» **Task prompt**
Reproduce exactly the lines from the one containing "pine cone ornament" through the last line of the data, both ends included.

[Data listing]
----

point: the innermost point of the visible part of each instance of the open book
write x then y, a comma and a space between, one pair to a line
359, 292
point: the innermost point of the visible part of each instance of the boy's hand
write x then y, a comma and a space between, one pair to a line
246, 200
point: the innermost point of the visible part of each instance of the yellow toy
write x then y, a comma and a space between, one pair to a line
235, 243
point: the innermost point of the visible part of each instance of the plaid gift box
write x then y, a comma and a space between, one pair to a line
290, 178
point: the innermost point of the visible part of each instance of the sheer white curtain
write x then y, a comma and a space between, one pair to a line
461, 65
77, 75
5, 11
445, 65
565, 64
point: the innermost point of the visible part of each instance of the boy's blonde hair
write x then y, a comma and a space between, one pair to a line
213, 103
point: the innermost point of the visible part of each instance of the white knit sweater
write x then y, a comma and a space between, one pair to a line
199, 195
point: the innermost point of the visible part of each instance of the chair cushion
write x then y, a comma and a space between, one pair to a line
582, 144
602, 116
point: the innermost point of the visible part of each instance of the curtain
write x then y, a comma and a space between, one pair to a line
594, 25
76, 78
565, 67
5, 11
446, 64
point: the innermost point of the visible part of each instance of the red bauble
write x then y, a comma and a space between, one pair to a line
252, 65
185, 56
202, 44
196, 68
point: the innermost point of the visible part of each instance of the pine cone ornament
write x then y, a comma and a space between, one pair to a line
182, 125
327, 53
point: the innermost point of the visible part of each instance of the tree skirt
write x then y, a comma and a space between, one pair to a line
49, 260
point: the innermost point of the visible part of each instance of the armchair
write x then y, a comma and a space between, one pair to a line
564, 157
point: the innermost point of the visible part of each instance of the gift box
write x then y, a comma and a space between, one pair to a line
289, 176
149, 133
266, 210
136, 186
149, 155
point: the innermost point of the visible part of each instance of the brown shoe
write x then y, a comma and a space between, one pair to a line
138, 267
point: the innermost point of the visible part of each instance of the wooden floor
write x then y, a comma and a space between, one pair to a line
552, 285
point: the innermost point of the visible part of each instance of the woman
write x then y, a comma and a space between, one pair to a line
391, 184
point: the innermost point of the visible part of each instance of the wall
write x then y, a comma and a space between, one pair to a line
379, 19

----

» **Answer to the exercise**
point: the innermost point of the visible part of each instance of the pine cone ornament
write x then y, a comma and a space between, one pair to a line
182, 125
327, 53
point: the innermost point of the visible part of each instance of the tree skirt
write x then y, a comma and a space between, one pair to a line
49, 260
point: the innermost point of the visible part of each instance of the armchair
write x then y, a comma and a space between, one pair to a line
564, 157
point: the innermost point of the visible part of each instance of the gift box
write x then y, a comma and a space between, one pair to a line
289, 176
149, 133
266, 210
136, 186
149, 155
point: the innermost point of the visible part of each instance of the brown shoe
write x then y, a comma and a space between, one pair to a line
138, 267
point: the innermost point of the visible part of each instance of the wooden floor
write x then y, a comma and a space between, one pair to a line
552, 285
point: the innermost point of the visible part of each instance of the woman
write x then y, a comma and a space between, one pair to a line
391, 184
point: the innermost point of the visible part of each instance of the wall
write x then y, a comma and a space between, one pair to a line
379, 19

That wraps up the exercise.